● **Action item**
In the passage below about UK Biobank phenotype variables, rewrite the paragraph that begins "This initial screening resulted in 54 variables" as a short bulleted list that keeps its main facts.

● **Document passage**
Finally, we partialized δ2 to remove residual associations, obtaining the partialized brain-age delta, δ2p.

C. UK Biobank phenotype variables

We used 25 phenotype variables, including lifestyle measures and cognitive test scores, to investigate their associations with brain-age delta. We describe the process of selecting the phenotype variables as follows.

We first excluded variables with extreme values from original 64 non-imaging variables using a two-step approach:

  1. We calculated the sum of squared absolute median deviations (d) for each variable.

  2. We excluded any variable where max(d)>100×mean(d), as these extreme outliers could skew statistical analysis.

This initial screening resulted in 54 variables, including age, sex, fluid intelligence, physical activity measures, alcohol intake frequency, cognitive test scores, time spent watching TV, and sleep duration. We further reduced or excluded phenotype variables from these 54 variables as described below:

  1. We applied PCA to decompose 28 physical exercise variables into 8 principal components.

  2. We removed five age-related variables due to high correlation with other age variables. These variables were “age when attended assessment center”, “age when first sexual intercourse”, “age started wearing glasses”, “years since first sexual intercourse”, and “years since started wearing glasses”.

  3. We excluded two variables related to a cognitive test (“time to answer” and “log time to answer”) due to distinct population distributions resulting from two different cognitive tests used during data collection.

● **Provided data**
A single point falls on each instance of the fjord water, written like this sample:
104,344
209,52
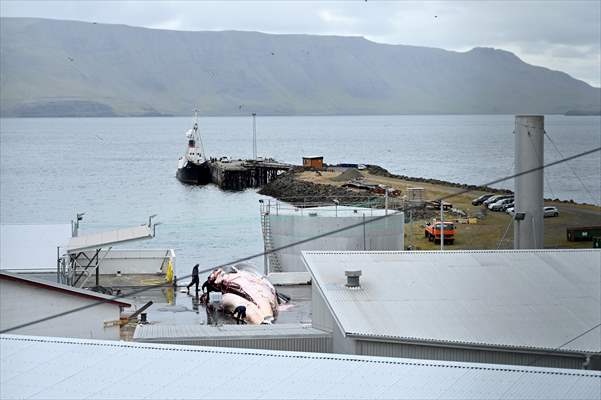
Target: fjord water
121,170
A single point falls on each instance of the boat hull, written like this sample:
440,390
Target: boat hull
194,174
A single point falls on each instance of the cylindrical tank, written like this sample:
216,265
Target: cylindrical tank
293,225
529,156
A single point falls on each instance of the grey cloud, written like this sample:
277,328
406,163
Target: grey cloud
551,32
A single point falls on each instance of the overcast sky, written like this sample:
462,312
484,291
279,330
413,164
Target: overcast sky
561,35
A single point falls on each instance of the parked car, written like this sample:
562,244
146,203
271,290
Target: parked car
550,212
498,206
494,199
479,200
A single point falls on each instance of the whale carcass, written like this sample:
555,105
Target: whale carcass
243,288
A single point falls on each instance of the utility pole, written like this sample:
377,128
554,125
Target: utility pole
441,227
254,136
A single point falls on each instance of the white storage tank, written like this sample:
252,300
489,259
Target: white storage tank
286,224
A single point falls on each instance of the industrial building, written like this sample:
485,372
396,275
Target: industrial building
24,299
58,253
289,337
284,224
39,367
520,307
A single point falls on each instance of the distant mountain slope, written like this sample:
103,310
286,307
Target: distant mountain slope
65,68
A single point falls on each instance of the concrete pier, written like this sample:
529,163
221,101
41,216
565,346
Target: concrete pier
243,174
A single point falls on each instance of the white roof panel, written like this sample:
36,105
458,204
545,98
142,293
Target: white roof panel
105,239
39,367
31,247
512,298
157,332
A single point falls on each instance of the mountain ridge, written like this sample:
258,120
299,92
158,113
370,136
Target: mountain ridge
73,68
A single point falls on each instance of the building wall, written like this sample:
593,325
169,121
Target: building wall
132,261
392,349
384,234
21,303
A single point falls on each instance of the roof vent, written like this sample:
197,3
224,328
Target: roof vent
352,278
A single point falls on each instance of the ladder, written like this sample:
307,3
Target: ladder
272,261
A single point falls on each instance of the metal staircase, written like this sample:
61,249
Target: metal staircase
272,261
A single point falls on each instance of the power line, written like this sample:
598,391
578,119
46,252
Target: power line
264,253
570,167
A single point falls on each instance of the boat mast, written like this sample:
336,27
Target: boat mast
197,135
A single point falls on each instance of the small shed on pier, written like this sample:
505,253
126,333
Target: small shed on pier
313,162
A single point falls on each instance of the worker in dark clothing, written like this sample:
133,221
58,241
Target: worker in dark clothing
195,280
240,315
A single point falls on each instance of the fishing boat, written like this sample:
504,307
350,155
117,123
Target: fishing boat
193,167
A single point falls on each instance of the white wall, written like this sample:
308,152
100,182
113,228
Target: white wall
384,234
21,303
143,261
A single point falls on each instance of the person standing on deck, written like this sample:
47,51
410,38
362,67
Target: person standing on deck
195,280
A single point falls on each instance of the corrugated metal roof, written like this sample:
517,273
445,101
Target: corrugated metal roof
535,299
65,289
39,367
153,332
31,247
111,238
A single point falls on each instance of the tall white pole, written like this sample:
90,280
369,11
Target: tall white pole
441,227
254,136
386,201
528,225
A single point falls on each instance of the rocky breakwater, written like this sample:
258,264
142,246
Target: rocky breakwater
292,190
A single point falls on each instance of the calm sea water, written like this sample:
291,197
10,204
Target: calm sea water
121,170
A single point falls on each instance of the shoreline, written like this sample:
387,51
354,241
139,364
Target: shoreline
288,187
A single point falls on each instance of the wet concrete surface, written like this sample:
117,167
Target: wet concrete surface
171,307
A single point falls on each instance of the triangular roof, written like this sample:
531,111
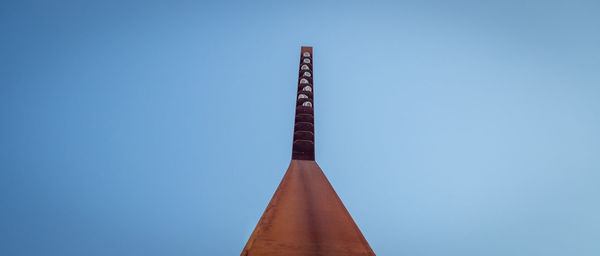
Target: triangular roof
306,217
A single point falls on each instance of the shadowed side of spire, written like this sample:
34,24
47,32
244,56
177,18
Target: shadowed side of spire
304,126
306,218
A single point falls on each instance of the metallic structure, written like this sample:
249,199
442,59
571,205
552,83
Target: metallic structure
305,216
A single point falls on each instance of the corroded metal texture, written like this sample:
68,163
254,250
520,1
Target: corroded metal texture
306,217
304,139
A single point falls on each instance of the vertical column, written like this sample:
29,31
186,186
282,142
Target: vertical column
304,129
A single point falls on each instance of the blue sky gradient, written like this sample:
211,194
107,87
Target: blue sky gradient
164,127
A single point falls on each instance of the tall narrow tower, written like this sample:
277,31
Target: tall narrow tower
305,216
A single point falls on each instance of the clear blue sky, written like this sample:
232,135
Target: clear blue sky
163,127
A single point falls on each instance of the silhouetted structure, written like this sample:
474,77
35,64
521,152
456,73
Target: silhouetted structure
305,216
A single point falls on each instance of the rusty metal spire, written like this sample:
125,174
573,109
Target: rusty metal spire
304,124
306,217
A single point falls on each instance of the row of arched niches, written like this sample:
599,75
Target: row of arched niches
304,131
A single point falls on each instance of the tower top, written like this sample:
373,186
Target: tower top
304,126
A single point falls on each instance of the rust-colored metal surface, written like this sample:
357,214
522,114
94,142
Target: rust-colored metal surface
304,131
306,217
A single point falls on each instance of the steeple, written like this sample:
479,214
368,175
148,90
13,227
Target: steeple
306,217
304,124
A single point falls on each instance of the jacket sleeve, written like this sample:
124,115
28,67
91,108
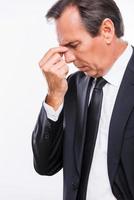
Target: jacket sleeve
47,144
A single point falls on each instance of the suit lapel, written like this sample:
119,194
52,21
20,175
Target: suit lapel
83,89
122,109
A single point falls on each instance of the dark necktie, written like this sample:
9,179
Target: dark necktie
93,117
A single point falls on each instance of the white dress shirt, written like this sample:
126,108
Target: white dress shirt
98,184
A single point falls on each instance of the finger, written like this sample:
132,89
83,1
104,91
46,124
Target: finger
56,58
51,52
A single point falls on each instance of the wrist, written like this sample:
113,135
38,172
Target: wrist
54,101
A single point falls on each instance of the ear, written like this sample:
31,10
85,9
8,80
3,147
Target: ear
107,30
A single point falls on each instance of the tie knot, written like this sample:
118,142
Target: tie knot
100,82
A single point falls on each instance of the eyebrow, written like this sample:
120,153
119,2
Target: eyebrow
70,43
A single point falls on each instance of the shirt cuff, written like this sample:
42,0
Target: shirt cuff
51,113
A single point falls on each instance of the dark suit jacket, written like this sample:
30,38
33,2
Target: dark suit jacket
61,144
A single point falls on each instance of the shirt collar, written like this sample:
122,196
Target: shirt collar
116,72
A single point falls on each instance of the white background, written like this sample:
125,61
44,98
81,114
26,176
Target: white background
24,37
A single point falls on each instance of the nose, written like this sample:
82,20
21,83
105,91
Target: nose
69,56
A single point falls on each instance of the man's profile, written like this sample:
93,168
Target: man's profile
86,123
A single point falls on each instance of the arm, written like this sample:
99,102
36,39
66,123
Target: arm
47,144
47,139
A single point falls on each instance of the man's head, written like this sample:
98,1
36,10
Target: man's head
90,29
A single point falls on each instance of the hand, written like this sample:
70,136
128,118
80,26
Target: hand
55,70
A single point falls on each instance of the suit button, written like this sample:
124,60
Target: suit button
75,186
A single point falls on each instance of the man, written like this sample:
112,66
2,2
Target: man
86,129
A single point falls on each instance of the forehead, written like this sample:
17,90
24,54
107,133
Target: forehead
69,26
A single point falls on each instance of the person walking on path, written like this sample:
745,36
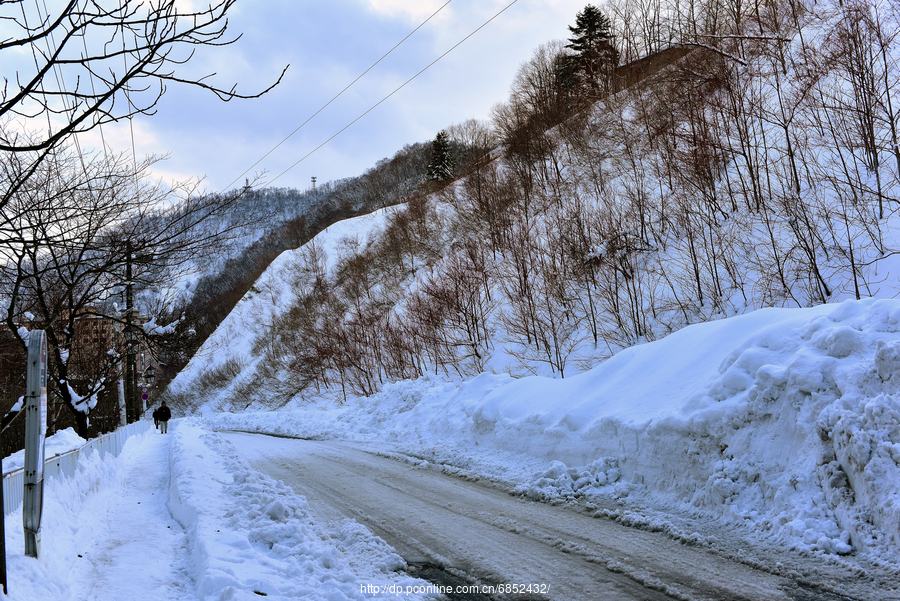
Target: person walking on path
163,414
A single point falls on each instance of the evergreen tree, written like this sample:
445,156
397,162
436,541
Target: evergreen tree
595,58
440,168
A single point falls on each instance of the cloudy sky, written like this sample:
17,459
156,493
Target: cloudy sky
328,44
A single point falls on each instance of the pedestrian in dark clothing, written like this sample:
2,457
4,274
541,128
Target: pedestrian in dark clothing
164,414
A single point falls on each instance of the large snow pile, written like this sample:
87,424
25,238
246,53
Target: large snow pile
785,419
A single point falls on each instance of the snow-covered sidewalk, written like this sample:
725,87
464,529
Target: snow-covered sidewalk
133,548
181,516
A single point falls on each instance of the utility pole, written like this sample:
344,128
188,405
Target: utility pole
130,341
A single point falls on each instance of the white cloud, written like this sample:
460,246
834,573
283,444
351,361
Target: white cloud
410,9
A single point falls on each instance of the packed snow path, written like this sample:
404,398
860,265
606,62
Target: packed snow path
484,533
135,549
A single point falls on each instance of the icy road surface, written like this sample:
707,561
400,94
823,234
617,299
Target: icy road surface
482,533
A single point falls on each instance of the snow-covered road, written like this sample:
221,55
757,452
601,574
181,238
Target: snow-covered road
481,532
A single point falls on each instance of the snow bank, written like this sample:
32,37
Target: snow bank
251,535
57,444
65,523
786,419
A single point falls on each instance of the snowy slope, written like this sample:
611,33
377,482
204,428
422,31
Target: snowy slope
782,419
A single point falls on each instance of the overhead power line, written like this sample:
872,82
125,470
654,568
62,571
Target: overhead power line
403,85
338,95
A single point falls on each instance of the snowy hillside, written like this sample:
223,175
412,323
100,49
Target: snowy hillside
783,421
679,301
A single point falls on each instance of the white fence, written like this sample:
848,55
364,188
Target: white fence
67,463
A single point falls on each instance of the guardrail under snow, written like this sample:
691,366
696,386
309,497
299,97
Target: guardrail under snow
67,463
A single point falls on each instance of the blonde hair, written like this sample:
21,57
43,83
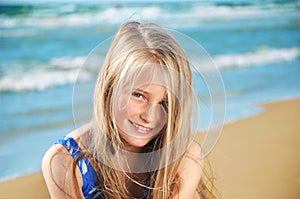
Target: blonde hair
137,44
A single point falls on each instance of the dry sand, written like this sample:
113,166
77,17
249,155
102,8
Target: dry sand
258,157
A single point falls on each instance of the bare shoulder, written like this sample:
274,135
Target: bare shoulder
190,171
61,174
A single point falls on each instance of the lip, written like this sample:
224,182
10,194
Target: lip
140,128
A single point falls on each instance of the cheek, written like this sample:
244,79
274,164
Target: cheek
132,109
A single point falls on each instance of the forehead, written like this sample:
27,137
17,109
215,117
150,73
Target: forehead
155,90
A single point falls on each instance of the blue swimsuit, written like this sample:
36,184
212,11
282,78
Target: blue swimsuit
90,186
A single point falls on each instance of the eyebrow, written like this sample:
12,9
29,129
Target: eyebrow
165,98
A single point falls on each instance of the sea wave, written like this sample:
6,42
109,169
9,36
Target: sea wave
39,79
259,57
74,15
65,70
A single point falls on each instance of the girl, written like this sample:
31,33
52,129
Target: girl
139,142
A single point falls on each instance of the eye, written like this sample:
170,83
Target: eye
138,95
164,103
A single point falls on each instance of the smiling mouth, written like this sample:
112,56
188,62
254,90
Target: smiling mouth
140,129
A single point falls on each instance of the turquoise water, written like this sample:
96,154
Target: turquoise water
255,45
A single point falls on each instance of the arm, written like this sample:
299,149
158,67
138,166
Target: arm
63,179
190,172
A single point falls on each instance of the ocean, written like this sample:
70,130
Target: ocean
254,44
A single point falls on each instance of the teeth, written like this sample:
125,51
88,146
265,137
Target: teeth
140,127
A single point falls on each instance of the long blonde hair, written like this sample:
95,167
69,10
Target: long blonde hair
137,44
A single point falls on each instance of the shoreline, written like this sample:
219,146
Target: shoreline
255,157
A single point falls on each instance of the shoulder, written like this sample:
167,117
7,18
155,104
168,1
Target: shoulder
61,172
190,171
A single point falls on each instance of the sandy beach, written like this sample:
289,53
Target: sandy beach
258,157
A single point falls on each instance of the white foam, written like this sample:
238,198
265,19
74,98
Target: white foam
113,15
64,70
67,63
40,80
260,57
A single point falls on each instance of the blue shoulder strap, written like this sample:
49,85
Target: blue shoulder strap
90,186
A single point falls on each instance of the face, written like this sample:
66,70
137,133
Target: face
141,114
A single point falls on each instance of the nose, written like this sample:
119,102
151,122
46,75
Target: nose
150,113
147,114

● **Exercise response**
- The first screening left 54 variables.
- These included age, sex, fluid intelligence, physical activity measures, alcohol intake frequency, cognitive test scores, time spent watching TV, and sleep duration.
- Some of these 54 variables were then reduced or excluded, as described in the next steps.